++++ Textauszug

Vor hundert Jahren entdeckten der Maler Wassily Kandinsky und seine Lebensgefährtin Gabriele Münter das Städtchen Murnau am Staffelsee als ihre Sommerfrische. Auch andere Künstler zog es bald ins sogenannte "Blaue Land". Und so entstanden viele berühmte Bilder der Künstlergruppe "Der Blaue Reiter" dort. Dieses Jahr feiert Murnau die Künstlergruppe mit einer großen Retrospektive und vielen Veranstaltungen.

Von Marion Trutter | 31.08.2008
    "Du musst jetzt überlegen, wo du Schatten hast, also: Wenn das Licht von da kommt, kommen die Schatten von der Seite - grundsätzlich, egal. Also sprich: Du legst da unten rein den Schatten - schau: so. Siehst du? Zweiter Pinsel immer gleich mit dabei, der Wasserpinsel, dass du das auch verteilen kannst. Und wenn du das in diesem schönen Ultramarinblau machst, dann schaut das immer toll aus auf Häusern."

++++++++
++++ Bereitgestelltes Material

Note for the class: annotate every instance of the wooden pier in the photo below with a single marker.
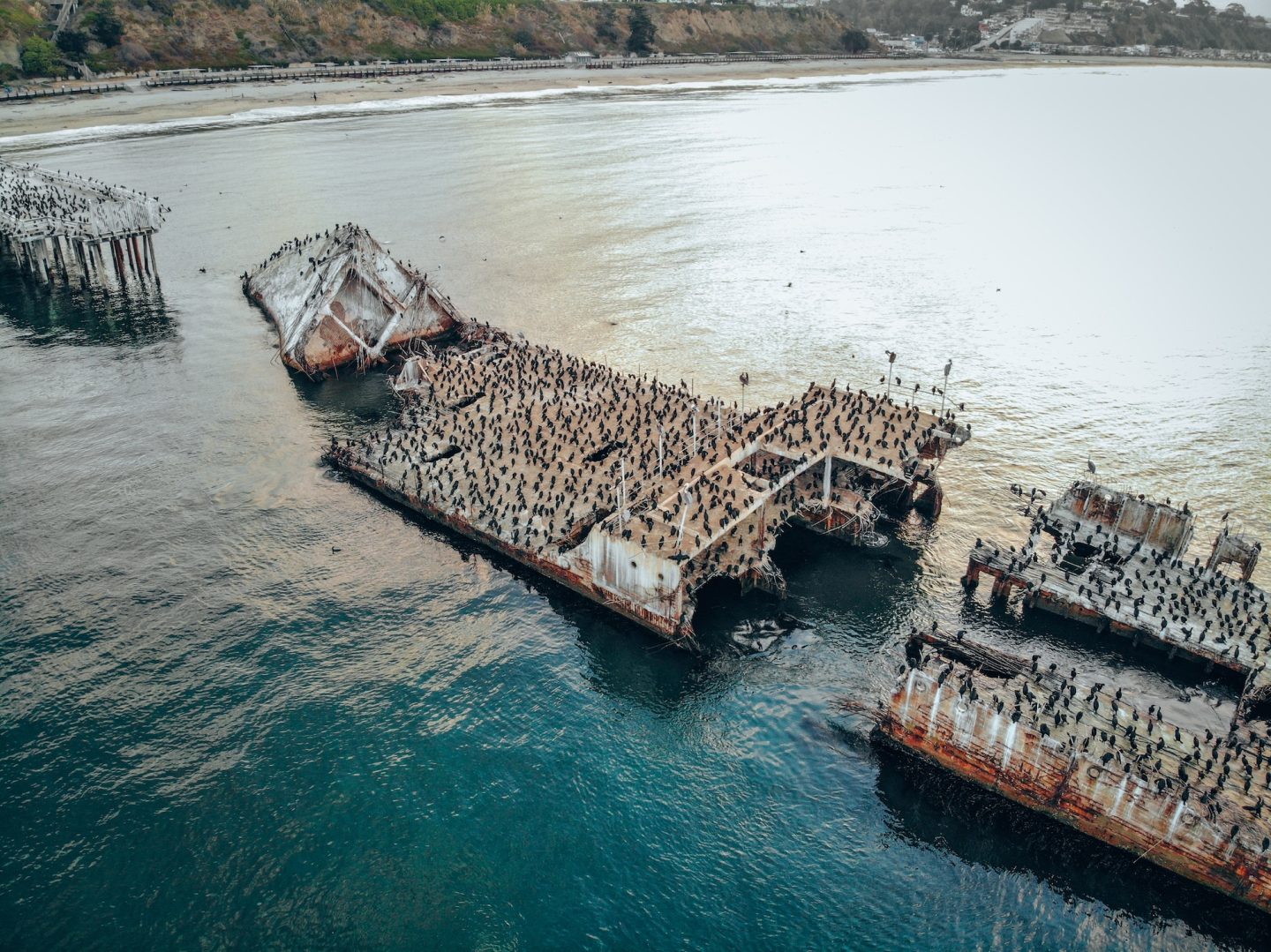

++++++++

• **Aufgaben**
A - Wer hat laut dem Text über Murnau vor hundert Jahren das Städtchen am Staffelsee als Sommerfrische entdeckt?
B - Führe den Text über Murnau und den „Blauen Reiter“ nach seinem letzten Satz weiter.
Die Zeilen braucht man hier nicht.

• **Antworten je Aufgabe**
A - Der Maler Wassily Kandinsky und seine Lebensgefährtin Gabriele Münter.

B -
    Lange schon verzaubert das Blaue Land große Künstler - und solche, die es werden wollen. Die Malerin Christine Meier ist an diesem Sommermorgen mit sieben Frauen ins Murnauer Moos gekommen mit Malblock, Stift und Pinsel. Die Damen wollen ihre Aquarellmalerei verbessern, und sie skizzieren eifrig ihr Motiv - so wie Malschülerin Roswitha:

    "Wir sitzen hier an der Ramsach, die fließt hier an uns vorbei, und haben den Blick auf das Ramsach-Kircherl, das Ähndl, wie es auch heißt, weil es eine der ältesten Kirchen hier in der Gegend ist, vielleicht sogar die älteste. Das ist ein sehr schönes Motiv. Und wir üben gerade, dass wir auch die Perspektive richtig hinbekommen. Und unsere Mallehrerin hilft uns dabei."

    Wie oft die Kirche am Murnauer Moos schon auf Leinwand gebannt wurde, lässt sich schon gar nicht mehr zählen. Die St. Georgs-Kirche aus dem achten Jahrhundert ist dem Drachentöter gewidmet. Wie ein stiller Wächter thront sie am Hang über der Mooslandschaft, lädt Wanderer zur Einkehr ein und Künstler zur Kreativität. Christine Meiers Schülerinnen wissen die Inspiration zu schätzen:

    "Also, diese Gegend lockt ganz einfach, muss ich sagen. Die Farben, die verändern sich - morgens, mittags, abends, es gibt immer wieder andere Farben, und die Landschaft sieht immer wieder anders aus."

    "Das ist einfach wunderbar, dieses Licht, das kann man kaum beschreiben, das muss man einfach sehen. Und das ist wahnsinnig schön, wenn Wolken dann über den Bergen kommen und dann kommt die Sonne ein bisschen raus. Also, das verändert sich ständig - und das ist wunderschön."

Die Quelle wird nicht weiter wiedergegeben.